What you should do: Type the records out again in full, exactly.

Data provided:
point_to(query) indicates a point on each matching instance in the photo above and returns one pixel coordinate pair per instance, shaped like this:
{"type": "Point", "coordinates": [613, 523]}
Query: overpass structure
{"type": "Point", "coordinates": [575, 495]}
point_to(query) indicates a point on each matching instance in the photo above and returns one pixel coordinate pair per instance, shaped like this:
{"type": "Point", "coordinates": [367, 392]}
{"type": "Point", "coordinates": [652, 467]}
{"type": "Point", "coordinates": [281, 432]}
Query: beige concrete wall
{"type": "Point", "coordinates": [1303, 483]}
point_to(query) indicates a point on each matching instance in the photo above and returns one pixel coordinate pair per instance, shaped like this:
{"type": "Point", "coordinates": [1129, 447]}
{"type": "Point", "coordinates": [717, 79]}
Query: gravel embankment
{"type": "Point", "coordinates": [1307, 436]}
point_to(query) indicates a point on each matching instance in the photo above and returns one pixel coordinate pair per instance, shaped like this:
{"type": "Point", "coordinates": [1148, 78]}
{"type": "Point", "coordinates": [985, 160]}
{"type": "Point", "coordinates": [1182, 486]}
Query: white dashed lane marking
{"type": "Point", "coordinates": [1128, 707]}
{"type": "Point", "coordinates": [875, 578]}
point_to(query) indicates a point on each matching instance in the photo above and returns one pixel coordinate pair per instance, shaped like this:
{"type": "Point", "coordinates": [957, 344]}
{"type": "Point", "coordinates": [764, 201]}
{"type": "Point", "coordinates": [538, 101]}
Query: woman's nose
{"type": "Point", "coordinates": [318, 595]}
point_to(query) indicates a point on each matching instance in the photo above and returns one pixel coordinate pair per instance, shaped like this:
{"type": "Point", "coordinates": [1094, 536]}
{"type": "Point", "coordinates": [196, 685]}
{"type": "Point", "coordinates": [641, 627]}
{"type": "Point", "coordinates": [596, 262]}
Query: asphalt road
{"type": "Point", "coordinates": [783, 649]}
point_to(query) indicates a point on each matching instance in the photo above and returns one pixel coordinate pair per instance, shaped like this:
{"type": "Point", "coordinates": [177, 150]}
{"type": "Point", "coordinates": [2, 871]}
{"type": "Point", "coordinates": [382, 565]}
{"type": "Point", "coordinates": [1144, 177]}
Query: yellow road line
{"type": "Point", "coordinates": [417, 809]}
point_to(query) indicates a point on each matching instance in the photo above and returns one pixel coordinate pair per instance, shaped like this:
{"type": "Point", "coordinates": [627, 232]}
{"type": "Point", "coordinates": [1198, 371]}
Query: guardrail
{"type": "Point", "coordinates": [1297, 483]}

Response to the exercise:
point_to(query) indicates a point on each matching instance in the photo above and returns one pixel coordinate pair per instance, shaped like this:
{"type": "Point", "coordinates": [613, 523]}
Query: overpass structure
{"type": "Point", "coordinates": [575, 495]}
point_to(query) indicates a point on each matching instance in the photo above and returns one pixel coordinate pair per instance, shaped like this:
{"type": "Point", "coordinates": [367, 392]}
{"type": "Point", "coordinates": [652, 467]}
{"type": "Point", "coordinates": [281, 432]}
Query: beige concrete wall
{"type": "Point", "coordinates": [1303, 483]}
point_to(query) indicates a point on each matching instance in the photo above and returns one pixel coordinate pair per instance, shaped like this:
{"type": "Point", "coordinates": [1129, 447]}
{"type": "Point", "coordinates": [717, 79]}
Query: gravel embankment
{"type": "Point", "coordinates": [1307, 436]}
point_to(query) indicates a point on each matching instance in the photo above and returns one pixel coordinate pair per instance, shaped like this:
{"type": "Point", "coordinates": [1148, 78]}
{"type": "Point", "coordinates": [985, 160]}
{"type": "Point", "coordinates": [1182, 486]}
Query: white dashed lane marking
{"type": "Point", "coordinates": [1128, 707]}
{"type": "Point", "coordinates": [875, 578]}
point_to(query) indicates a point on each matching instance in the photo above and returns one pixel coordinate pair per instance, shaped like this:
{"type": "Point", "coordinates": [957, 344]}
{"type": "Point", "coordinates": [764, 201]}
{"type": "Point", "coordinates": [538, 101]}
Query: woman's nose
{"type": "Point", "coordinates": [318, 595]}
point_to(query) indicates a point on each matching instance in the photo above and returns one pixel coordinate pair per instance, shaped like this:
{"type": "Point", "coordinates": [1094, 536]}
{"type": "Point", "coordinates": [196, 685]}
{"type": "Point", "coordinates": [641, 627]}
{"type": "Point", "coordinates": [596, 262]}
Query: asphalt road
{"type": "Point", "coordinates": [783, 649]}
point_to(query) indicates a point on each matching instance in the photo above and returns one pixel coordinate pair per instance, shaped like this:
{"type": "Point", "coordinates": [177, 150]}
{"type": "Point", "coordinates": [2, 871]}
{"type": "Point", "coordinates": [382, 565]}
{"type": "Point", "coordinates": [1144, 177]}
Query: yellow road line
{"type": "Point", "coordinates": [417, 809]}
point_to(query) indicates a point on each matching instance in the photo above and returns one pixel coordinate pair per instance, shaped like this:
{"type": "Point", "coordinates": [627, 232]}
{"type": "Point", "coordinates": [1198, 371]}
Query: guardrail
{"type": "Point", "coordinates": [1297, 483]}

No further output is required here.